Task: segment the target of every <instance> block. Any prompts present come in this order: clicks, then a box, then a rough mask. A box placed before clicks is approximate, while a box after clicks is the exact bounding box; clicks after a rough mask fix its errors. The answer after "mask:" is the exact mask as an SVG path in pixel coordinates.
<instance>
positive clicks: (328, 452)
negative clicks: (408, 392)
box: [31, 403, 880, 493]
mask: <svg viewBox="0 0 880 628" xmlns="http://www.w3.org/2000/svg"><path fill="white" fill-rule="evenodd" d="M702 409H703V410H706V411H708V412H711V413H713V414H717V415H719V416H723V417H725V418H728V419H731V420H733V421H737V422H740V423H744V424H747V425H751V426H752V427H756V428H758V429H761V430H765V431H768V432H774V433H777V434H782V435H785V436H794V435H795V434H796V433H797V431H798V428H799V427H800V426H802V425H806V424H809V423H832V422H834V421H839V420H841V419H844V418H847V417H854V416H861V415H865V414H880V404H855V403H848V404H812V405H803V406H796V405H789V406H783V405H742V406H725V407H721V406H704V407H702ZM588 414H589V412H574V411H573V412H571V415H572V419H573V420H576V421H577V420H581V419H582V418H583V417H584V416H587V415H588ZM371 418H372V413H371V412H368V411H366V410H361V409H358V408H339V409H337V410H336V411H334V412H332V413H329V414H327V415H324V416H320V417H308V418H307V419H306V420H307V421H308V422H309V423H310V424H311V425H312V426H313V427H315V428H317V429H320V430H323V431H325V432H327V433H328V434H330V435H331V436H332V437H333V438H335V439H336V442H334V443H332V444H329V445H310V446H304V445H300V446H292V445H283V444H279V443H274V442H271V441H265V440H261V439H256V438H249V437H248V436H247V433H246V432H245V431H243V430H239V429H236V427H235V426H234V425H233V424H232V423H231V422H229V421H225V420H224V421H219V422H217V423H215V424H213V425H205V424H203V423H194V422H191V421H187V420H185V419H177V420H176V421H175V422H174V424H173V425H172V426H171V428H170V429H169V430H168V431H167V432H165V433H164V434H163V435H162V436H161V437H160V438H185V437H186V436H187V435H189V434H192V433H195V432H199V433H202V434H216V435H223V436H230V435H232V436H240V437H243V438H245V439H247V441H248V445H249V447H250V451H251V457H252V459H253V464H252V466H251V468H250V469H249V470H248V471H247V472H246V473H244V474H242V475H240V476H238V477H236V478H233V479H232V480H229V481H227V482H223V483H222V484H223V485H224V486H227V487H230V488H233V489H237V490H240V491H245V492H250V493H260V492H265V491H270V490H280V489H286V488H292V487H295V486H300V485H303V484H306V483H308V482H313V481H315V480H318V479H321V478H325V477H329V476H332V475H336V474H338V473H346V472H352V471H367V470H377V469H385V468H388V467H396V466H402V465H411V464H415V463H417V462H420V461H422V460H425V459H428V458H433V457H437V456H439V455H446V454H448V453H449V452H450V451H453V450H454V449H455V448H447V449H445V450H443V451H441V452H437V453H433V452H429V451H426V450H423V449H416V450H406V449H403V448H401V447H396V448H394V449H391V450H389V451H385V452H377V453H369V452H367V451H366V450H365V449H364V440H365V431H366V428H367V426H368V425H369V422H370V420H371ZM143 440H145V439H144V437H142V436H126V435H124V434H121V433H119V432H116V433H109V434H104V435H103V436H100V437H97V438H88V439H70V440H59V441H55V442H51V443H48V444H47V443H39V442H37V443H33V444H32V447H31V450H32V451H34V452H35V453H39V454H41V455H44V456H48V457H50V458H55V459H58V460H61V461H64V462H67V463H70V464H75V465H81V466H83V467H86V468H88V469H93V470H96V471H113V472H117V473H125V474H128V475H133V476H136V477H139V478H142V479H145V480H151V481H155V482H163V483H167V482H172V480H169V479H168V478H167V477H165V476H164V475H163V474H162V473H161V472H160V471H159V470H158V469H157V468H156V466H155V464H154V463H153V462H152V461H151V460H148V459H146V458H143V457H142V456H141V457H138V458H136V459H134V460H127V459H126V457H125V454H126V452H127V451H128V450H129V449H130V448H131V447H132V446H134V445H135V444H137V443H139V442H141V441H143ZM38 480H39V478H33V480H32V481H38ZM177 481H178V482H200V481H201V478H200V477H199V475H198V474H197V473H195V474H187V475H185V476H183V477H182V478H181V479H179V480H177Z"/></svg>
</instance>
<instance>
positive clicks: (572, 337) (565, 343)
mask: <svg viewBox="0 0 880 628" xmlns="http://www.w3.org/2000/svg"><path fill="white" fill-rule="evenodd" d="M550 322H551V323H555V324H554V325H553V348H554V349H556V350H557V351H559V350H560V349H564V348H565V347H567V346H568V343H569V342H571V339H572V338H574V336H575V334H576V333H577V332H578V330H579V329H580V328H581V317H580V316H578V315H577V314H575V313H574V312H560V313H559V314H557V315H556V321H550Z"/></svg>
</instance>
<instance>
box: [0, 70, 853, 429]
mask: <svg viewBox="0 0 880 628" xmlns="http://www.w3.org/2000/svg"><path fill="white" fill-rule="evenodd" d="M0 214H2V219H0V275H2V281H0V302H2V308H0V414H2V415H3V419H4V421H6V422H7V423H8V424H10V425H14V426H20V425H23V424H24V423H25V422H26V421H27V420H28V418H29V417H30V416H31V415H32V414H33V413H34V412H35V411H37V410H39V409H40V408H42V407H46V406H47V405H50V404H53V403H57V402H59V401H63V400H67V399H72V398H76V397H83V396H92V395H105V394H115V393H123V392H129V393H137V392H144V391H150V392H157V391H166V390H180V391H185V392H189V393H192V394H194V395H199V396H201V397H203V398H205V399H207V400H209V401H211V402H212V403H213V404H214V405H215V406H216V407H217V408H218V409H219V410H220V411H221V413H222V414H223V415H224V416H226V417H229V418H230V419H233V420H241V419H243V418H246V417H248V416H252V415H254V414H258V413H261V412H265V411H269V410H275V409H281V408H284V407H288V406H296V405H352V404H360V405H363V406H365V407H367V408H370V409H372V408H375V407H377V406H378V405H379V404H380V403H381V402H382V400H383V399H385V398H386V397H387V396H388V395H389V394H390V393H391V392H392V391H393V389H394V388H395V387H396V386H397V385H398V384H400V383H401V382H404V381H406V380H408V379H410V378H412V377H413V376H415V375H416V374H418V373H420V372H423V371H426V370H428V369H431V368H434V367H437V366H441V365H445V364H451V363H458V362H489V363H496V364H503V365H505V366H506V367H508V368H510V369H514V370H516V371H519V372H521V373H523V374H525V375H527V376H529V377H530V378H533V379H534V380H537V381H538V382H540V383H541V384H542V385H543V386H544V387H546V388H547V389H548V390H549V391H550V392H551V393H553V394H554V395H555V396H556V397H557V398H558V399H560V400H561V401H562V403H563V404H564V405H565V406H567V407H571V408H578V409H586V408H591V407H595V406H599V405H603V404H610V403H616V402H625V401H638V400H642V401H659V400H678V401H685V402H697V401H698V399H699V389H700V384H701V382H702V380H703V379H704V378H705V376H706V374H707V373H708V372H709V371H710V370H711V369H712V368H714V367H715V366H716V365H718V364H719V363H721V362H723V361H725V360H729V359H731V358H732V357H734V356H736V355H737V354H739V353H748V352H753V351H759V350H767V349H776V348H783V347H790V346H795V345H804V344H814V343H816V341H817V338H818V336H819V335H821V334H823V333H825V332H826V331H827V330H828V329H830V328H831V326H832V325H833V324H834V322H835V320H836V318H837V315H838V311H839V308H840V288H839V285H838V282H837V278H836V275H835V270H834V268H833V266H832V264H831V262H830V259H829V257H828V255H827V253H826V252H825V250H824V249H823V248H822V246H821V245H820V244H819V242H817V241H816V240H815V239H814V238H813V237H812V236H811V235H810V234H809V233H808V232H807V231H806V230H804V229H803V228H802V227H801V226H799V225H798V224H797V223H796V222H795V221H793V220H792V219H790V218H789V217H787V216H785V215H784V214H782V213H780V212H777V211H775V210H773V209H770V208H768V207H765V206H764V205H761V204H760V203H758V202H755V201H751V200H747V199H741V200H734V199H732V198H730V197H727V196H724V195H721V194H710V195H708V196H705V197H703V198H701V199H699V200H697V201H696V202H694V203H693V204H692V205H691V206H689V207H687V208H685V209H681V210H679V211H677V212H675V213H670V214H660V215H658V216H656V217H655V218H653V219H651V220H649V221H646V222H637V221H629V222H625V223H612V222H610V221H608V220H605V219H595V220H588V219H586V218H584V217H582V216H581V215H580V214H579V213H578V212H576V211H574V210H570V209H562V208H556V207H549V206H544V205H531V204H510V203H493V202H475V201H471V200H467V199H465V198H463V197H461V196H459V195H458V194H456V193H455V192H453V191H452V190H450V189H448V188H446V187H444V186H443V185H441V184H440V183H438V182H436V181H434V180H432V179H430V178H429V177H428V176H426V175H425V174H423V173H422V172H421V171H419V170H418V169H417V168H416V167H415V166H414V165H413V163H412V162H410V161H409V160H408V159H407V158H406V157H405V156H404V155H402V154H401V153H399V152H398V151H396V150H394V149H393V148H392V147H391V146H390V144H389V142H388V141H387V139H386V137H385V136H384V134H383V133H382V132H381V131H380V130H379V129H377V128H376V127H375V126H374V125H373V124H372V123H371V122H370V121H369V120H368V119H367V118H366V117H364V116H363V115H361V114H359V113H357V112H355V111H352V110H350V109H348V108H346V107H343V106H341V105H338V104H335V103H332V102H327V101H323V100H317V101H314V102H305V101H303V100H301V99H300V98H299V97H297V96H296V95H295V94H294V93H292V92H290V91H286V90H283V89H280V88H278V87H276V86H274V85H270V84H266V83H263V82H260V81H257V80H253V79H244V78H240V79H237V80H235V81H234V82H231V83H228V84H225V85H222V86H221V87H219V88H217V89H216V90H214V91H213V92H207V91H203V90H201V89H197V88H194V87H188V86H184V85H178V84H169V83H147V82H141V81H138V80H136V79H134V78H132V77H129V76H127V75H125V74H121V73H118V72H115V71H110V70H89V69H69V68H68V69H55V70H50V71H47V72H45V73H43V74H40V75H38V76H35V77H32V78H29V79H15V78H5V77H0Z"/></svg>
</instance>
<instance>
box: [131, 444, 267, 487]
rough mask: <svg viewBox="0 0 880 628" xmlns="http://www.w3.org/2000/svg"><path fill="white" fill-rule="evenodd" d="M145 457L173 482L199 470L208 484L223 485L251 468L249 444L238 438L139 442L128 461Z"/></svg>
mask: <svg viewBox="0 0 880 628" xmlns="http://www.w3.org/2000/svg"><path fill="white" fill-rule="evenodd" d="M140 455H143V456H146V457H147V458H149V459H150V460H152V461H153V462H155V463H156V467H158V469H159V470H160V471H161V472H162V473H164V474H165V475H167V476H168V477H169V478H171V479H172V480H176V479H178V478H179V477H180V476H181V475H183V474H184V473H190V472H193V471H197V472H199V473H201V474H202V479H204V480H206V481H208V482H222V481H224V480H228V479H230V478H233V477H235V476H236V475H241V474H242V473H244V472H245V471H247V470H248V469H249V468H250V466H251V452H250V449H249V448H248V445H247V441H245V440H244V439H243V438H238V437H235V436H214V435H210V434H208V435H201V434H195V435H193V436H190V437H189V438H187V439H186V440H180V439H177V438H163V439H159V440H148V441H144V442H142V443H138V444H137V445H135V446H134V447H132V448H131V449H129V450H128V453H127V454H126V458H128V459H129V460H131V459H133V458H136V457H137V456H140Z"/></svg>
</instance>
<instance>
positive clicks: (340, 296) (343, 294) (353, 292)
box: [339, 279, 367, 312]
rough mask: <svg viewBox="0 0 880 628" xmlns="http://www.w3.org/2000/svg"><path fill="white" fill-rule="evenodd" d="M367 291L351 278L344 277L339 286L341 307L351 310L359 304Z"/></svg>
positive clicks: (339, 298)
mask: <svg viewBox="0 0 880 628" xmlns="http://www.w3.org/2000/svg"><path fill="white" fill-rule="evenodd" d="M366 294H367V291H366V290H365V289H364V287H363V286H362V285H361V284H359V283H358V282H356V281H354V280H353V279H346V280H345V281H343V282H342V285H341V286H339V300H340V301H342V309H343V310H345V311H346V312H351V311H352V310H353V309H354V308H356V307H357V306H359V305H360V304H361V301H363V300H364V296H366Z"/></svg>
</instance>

### Brief:
Extract each line of the items above that contains the string "clicks". Matching is case-sensitive.

### Exercise result:
Task: segment the target of every <instance> block. Any prompts present come in this order: clicks, then a box, then a rough mask. A box placed before clicks is approximate, while a box after clicks is the exact bounding box; clicks after a rough mask fix its errors. The answer after "mask:" is the exact mask as an SVG path in pixel coordinates.
positive clicks: (328, 452)
negative clicks: (408, 392)
positive clicks: (572, 337) (565, 343)
positive clicks: (340, 296) (343, 294) (353, 292)
positive clicks: (339, 298)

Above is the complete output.